[Task prompt]
Find each line in the entries below that contains the string "bank", and copy those lines out.

[The input]
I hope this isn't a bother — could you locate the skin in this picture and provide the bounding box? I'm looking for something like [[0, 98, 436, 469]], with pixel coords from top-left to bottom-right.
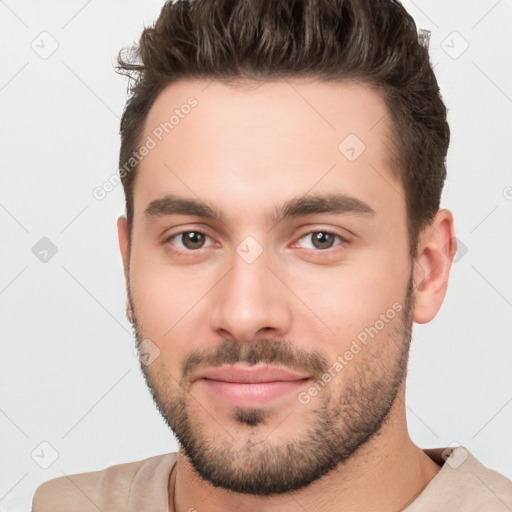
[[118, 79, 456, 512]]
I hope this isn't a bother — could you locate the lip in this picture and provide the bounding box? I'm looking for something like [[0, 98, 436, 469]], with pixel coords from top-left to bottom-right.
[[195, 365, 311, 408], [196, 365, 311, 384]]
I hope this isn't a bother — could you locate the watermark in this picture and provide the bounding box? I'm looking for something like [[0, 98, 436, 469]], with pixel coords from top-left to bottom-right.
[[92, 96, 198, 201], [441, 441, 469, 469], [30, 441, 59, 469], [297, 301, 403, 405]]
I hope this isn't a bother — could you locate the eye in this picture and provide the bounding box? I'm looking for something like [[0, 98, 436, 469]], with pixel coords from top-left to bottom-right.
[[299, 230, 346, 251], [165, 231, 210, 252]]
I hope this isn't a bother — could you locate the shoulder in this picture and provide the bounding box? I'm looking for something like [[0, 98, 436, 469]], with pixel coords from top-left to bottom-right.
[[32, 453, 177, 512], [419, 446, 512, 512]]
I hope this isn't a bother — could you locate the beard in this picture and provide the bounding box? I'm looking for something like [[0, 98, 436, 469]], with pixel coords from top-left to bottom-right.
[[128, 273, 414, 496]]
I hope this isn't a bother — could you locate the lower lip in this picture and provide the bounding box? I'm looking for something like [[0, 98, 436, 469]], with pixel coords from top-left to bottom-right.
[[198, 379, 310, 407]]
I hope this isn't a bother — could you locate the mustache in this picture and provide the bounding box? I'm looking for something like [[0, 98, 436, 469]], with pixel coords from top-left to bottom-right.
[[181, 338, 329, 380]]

==

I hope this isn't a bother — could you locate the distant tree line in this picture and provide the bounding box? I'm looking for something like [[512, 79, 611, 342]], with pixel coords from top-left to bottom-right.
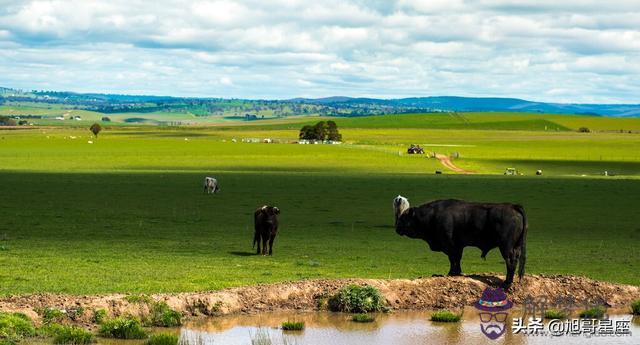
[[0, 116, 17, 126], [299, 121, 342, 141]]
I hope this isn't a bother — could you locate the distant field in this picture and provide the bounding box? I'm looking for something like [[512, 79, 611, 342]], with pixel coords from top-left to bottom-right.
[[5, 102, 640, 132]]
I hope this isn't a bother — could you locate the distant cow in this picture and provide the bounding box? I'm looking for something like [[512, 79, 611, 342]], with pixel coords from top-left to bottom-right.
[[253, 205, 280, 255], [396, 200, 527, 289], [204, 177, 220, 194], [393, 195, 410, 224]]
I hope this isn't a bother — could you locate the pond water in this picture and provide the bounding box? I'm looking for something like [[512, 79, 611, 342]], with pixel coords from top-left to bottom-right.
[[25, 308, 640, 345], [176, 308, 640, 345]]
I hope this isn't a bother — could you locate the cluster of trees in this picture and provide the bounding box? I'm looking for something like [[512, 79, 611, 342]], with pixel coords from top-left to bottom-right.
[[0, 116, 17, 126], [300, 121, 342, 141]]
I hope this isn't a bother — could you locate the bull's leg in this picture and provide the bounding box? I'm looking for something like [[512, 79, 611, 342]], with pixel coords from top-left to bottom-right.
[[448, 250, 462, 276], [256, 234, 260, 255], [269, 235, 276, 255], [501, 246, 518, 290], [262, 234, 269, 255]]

--

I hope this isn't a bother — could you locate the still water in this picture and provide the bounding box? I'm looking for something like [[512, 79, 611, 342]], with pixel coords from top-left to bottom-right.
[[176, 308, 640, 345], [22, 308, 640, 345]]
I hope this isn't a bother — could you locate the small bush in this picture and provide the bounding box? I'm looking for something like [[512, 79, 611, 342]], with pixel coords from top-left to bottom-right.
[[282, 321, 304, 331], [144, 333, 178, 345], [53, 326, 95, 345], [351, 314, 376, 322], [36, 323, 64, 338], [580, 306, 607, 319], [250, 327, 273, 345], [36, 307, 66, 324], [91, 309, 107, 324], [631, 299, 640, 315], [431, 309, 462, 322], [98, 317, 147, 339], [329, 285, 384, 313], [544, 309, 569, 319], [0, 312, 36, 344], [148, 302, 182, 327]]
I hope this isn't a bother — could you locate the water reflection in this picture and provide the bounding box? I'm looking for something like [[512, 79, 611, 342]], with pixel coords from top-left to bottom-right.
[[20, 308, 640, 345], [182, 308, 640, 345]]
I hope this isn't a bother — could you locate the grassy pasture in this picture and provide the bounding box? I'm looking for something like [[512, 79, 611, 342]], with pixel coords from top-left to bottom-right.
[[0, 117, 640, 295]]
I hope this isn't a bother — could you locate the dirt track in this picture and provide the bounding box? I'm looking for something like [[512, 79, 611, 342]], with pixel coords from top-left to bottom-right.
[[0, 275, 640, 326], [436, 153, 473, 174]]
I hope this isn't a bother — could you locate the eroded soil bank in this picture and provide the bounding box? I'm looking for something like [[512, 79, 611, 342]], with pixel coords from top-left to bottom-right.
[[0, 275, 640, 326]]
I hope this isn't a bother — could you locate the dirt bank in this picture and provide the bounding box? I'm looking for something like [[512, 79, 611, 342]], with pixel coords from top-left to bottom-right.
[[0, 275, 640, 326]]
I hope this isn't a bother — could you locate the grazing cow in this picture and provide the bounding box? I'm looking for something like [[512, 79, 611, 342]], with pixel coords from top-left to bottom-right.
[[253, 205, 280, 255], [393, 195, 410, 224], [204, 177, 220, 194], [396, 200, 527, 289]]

[Result of the exercise]
I hope this isn't a bother — could you locate the eroded soil bank in this picture and provide the bounding box? I'm looking for something like [[512, 79, 611, 342]], with pixel coords from top-left to bottom-right.
I hope this isn't a bother — could you locate the dirt bank in this picture and provide the bounding box? I'm looking for something like [[512, 79, 611, 342]], with pixel coords from top-left to bottom-right.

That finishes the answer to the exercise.